◆ **BRIEF**: Write out the entries below as a numbered list, beginning at the line that contains "Pinpoint arched bell opening here." and stopping after the line that contains "xmin=29 ymin=415 xmax=55 ymax=429". Leave out any blank lines.

(Excerpts from a detection dataset)
__________
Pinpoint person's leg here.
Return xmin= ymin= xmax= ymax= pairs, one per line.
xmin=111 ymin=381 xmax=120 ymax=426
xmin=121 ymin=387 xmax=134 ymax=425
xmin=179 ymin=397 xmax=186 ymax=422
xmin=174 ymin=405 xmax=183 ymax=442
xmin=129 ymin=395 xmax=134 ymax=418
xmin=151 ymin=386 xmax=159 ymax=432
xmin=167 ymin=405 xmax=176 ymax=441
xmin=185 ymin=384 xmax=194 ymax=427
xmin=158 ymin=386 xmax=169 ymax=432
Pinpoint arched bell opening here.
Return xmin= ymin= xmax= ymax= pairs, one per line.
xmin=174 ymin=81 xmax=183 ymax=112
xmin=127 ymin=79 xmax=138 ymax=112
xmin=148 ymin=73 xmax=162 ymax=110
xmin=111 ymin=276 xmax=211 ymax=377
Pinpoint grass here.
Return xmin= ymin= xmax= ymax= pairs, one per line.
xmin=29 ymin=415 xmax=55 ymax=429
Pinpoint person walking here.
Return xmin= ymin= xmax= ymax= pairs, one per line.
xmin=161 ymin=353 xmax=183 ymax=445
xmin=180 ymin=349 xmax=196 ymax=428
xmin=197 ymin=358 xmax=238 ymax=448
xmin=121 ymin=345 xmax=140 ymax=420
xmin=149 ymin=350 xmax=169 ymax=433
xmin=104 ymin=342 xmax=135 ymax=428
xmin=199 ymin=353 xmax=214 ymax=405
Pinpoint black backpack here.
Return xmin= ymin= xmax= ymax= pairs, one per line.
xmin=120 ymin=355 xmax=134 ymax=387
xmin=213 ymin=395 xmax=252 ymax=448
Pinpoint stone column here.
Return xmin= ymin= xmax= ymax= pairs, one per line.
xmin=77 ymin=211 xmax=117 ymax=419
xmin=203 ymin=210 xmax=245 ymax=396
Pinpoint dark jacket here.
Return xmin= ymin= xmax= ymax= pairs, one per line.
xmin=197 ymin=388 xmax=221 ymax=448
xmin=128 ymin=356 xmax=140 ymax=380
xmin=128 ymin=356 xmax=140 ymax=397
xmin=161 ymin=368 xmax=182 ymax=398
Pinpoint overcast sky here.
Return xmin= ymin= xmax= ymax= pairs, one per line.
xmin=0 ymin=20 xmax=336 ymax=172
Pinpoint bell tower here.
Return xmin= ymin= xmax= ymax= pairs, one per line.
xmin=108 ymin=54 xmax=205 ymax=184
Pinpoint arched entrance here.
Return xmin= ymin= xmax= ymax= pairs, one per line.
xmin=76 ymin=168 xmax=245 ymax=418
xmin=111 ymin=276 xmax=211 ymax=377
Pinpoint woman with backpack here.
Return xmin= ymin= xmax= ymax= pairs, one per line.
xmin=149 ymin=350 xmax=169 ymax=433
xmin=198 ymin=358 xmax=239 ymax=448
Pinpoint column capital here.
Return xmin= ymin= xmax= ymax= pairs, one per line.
__________
◆ **EXERCISE RESPONSE**:
1. Pinpoint arched bell opening here.
2. Return xmin= ymin= xmax= ymax= pairs, one per line.
3. xmin=174 ymin=81 xmax=183 ymax=112
4. xmin=127 ymin=79 xmax=138 ymax=112
5. xmin=148 ymin=73 xmax=162 ymax=110
6. xmin=111 ymin=276 xmax=211 ymax=377
7. Pinpoint grass here.
8. Return xmin= ymin= xmax= ymax= pairs, one per line.
9. xmin=29 ymin=415 xmax=55 ymax=429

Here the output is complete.